**Aim of the exercise:** Write the entries out exactly. Any images they hold stay out of the copy.

**Supplied records:**

****************

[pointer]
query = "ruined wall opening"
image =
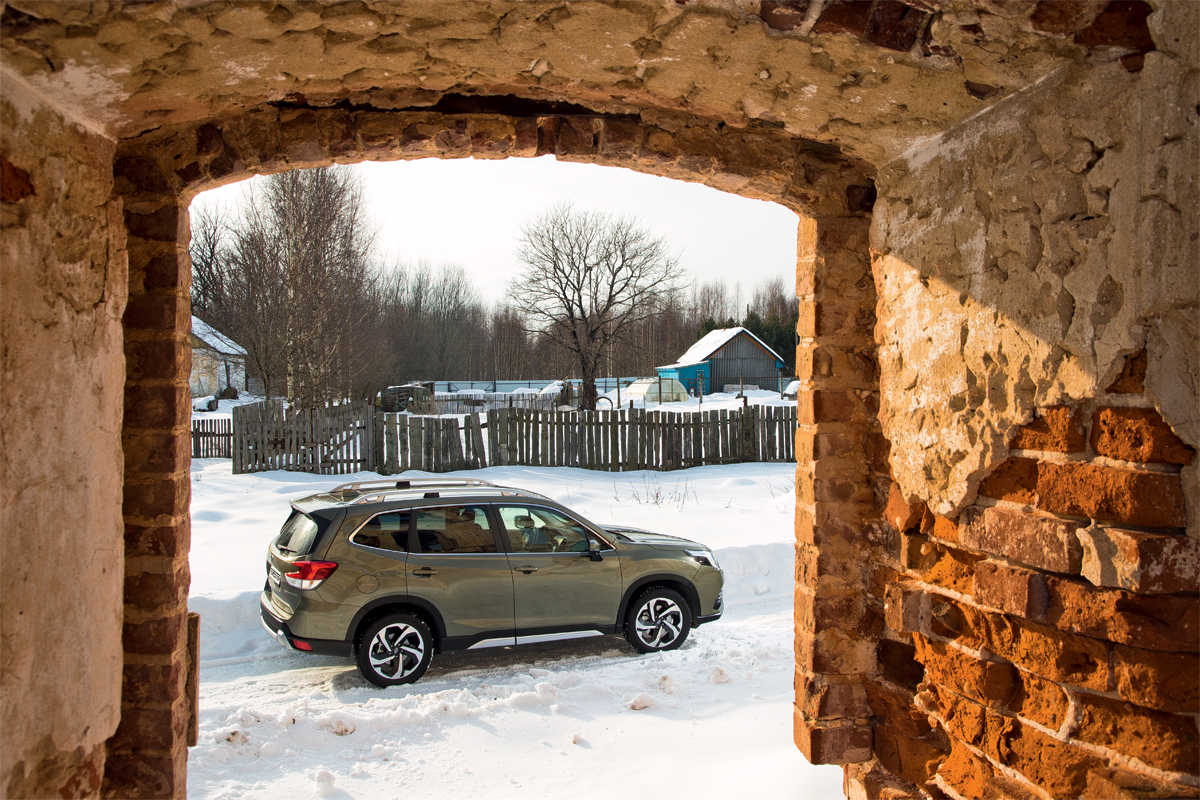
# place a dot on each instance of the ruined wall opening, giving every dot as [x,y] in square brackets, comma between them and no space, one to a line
[1093,103]
[159,176]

****************

**Expected answer:**
[pointer]
query = "ruined wall opening"
image =
# place a dot on each instance of the ruined wall opening, giving every dot as [x,y] in square brackets, comma between them and no space, one to a line
[1093,103]
[159,176]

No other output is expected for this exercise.